====== STORED RECORDS ======

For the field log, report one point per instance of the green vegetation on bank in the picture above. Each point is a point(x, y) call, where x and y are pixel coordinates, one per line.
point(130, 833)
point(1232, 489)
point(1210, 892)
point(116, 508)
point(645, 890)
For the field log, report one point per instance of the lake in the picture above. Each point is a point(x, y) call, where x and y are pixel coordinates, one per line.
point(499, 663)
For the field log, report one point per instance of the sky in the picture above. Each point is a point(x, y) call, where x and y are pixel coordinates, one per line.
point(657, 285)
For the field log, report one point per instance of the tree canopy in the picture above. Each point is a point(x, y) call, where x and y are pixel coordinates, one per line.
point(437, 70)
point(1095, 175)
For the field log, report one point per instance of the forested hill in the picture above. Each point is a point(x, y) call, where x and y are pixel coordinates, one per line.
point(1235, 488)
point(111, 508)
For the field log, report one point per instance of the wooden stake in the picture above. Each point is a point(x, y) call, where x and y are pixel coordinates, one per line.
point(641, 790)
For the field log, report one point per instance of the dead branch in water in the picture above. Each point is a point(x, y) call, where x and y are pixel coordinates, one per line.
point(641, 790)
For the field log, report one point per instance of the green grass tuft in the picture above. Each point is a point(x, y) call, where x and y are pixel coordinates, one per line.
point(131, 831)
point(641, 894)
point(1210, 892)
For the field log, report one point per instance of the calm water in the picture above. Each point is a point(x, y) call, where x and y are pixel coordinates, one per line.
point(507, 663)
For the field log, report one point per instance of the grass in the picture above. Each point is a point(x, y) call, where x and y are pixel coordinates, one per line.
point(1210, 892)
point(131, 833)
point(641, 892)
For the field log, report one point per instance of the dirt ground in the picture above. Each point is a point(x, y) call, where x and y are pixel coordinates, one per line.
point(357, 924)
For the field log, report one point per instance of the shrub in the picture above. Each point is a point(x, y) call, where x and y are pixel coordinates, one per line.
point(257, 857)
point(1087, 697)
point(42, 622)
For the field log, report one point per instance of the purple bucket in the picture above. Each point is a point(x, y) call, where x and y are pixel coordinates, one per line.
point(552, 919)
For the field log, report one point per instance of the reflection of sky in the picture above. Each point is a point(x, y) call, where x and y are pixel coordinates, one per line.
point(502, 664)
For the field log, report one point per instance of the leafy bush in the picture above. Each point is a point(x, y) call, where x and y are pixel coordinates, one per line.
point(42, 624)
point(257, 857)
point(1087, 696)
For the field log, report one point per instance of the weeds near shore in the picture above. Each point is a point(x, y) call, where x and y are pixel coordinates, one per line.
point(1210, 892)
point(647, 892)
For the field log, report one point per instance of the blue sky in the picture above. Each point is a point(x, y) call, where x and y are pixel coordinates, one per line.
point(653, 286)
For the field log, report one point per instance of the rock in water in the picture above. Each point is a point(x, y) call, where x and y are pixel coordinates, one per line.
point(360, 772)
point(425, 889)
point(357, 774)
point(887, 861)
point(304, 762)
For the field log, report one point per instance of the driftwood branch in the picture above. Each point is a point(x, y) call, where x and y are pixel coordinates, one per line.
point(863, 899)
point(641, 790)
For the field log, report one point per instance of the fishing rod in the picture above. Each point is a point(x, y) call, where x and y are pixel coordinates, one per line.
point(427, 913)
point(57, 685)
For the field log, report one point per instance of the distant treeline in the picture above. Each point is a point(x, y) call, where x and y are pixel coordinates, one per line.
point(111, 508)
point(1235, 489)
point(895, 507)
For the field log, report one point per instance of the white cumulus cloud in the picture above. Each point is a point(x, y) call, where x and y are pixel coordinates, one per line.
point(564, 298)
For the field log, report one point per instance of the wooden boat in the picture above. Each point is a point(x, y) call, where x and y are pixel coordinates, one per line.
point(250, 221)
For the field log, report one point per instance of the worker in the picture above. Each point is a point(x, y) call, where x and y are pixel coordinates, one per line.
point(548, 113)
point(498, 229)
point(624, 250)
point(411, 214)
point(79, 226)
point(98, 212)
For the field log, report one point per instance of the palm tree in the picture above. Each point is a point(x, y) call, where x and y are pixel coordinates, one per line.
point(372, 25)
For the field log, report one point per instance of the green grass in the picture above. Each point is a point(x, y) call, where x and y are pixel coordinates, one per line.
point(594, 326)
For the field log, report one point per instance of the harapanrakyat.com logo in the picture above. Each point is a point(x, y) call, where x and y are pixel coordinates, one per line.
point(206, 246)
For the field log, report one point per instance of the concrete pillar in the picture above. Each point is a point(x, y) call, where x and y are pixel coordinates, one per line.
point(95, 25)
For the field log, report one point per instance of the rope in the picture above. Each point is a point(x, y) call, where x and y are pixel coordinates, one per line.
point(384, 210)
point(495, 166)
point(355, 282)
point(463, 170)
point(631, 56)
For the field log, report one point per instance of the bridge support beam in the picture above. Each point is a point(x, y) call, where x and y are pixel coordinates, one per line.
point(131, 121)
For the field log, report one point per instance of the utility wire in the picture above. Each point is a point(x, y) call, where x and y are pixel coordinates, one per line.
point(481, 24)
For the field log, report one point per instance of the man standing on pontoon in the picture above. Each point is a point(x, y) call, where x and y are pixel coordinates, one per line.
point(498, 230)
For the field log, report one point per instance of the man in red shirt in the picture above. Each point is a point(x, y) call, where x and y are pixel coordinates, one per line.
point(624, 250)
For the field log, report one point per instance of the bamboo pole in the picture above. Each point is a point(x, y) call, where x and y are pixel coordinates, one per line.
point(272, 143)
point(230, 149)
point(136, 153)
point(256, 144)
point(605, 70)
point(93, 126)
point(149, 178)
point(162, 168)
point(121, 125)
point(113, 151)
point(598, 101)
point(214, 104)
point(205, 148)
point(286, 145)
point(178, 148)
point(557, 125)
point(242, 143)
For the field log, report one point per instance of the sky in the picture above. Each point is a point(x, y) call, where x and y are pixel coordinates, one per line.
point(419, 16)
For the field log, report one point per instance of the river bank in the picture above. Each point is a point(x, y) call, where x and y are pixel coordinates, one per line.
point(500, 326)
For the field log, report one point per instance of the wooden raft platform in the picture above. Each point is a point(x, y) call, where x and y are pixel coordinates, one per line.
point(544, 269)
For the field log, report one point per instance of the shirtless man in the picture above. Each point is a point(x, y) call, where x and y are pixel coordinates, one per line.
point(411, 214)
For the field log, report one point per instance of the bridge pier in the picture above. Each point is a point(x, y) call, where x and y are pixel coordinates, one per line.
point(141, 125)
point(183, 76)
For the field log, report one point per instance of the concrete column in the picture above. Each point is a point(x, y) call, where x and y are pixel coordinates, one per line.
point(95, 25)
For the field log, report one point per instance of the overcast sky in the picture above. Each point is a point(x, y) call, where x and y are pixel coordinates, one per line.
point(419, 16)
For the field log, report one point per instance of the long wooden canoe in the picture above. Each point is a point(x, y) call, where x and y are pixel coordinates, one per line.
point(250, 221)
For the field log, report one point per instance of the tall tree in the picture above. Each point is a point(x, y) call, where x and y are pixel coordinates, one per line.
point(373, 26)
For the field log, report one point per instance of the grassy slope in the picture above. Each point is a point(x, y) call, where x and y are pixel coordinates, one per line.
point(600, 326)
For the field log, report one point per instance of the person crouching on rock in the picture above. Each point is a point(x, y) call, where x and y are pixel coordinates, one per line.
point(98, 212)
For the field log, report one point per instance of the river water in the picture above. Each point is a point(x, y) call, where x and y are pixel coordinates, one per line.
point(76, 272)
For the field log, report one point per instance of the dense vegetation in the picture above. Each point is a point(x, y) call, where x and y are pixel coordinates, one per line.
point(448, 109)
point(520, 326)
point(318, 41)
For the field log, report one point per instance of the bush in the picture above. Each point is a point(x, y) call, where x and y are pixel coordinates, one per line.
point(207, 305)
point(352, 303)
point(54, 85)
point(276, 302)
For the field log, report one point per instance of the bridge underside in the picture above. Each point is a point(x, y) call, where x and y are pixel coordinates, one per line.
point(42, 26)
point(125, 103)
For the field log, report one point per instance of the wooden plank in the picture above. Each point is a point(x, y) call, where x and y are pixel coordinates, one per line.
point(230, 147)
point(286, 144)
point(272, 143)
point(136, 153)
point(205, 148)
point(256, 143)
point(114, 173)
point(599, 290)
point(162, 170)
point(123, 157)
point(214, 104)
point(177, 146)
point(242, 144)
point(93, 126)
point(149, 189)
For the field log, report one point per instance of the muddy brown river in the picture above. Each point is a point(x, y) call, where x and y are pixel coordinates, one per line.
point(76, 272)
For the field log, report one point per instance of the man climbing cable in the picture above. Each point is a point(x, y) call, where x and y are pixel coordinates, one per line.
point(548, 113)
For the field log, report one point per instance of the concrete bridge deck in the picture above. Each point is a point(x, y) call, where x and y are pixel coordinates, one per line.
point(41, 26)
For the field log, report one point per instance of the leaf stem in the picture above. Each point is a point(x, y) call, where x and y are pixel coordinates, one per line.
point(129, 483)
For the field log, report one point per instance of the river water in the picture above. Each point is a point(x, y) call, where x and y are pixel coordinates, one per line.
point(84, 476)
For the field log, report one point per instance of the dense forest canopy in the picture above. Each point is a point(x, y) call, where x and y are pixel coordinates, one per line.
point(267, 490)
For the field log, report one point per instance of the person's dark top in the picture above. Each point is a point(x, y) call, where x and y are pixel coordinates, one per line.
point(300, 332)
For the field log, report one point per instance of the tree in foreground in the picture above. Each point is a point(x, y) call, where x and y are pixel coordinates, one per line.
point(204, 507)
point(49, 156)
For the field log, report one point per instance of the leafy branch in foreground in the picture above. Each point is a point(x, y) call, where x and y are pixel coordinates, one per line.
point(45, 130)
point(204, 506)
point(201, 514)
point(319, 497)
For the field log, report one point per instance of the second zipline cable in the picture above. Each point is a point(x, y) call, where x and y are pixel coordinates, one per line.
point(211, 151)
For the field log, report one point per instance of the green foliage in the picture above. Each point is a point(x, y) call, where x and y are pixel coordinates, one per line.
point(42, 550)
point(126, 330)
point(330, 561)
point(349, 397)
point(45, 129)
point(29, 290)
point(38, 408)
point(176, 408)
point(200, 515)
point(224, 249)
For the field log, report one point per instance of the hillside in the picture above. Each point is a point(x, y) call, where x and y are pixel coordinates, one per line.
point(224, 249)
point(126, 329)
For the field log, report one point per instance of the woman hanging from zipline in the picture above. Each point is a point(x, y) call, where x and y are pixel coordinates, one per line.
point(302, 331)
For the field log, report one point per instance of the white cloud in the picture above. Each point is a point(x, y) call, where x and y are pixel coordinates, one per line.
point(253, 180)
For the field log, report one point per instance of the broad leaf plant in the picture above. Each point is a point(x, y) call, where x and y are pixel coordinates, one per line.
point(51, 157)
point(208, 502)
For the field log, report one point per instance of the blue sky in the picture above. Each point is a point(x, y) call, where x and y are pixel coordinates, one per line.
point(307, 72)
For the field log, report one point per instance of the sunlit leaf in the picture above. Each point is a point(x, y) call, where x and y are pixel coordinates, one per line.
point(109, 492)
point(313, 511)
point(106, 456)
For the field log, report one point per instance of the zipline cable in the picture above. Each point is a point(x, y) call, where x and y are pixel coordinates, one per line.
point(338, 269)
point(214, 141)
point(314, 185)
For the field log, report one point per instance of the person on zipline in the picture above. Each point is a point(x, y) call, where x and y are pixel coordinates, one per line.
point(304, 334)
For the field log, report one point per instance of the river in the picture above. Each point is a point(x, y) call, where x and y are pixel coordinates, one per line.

======

THE REQUEST ▸ Revise everything from the start of the entries down to the line containing "point(641, 892)" so that "field log" becomes "survey record", keeping every other word and line unchanged.

EXERCISE ANSWER ▸
For the survey record, report one point per instance of the green vegetation on bank in the picture above. Each point is a point(x, y) call, where x and y are pixel coordinates, one per line.
point(130, 833)
point(1232, 489)
point(1210, 892)
point(116, 508)
point(645, 890)
For the survey record, report one point per instance of the lake in the picture above. Each point is a point(x, y) call, where x and y are pixel coordinates, one per line.
point(499, 663)
For the survey record, report one point per instance of the sky in the picture above. Each point is a point(x, y) call, where x and y are pixel coordinates, one per line.
point(657, 285)
For the survey record, report one point per instance of the tree canopy in the picture above. Each point is a point(x, y) call, where x and y are pixel coordinates, one per line.
point(437, 70)
point(1095, 175)
For the survey record, report one point per instance of the forested hill in the picture above. Each point is a point(x, y) call, where x and y are pixel coordinates, one per line.
point(1235, 488)
point(111, 508)
For the survey record, report one point per instance of the wooden stake in the picture above. Each point is a point(x, y) call, where x and y are pixel coordinates, one per line.
point(641, 790)
For the survey record, report one point per instance of the dead branch in water in the picture above. Each point is a point(x, y) call, where x and y are pixel coordinates, one per line.
point(641, 790)
For the survey record, report one point per instance of the green grass tuft in the picture above. Each point is a point(x, y) call, where x and y are pixel coordinates, one per line.
point(131, 831)
point(641, 894)
point(1210, 892)
For the survey record, report one point per instance of the calm water in the picture above. Each point is a point(x, y) call, where x and y are pixel coordinates, one per line.
point(507, 663)
For the survey record, report one point per instance of the grass in the picture above. Each point is a point(x, y) call, where x and y are pixel coordinates, one per line.
point(1210, 892)
point(131, 833)
point(641, 892)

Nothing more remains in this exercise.